## Start

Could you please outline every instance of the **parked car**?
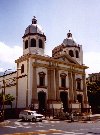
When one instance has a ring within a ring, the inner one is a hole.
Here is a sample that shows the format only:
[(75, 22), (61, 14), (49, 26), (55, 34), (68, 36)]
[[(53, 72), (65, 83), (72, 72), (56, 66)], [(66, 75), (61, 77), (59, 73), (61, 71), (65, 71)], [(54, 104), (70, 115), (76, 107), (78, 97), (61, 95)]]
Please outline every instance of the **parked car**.
[(43, 115), (38, 114), (36, 111), (23, 110), (19, 113), (19, 118), (22, 120), (31, 120), (34, 122), (41, 121), (42, 122)]
[(2, 112), (0, 111), (0, 122), (3, 121), (3, 114)]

## End

* **CHALLENGE**
Set out every line of the records above as a JSON list of strings, one string per line, with blank lines dropped. Leave the pictures out.

* **ANSWER TO THIS PROBLEM**
[
  "Could you please outline every instance of the **parked car**?",
  "When one instance has a ring within a ring, the inner one is a hole.",
  "Here is a sample that shows the format only:",
  "[(75, 22), (61, 14), (49, 26), (55, 34), (68, 36)]",
  "[[(53, 72), (65, 83), (72, 72), (56, 66)], [(66, 75), (61, 77), (59, 73), (61, 71), (65, 71)], [(54, 104), (70, 115), (76, 107), (78, 97), (61, 95)]]",
  "Please outline every instance of the **parked car**.",
  "[(43, 115), (38, 114), (36, 111), (23, 110), (19, 113), (19, 118), (22, 120), (31, 120), (34, 122), (41, 121), (42, 122)]",
  "[(2, 112), (0, 111), (0, 122), (3, 121), (3, 114)]"
]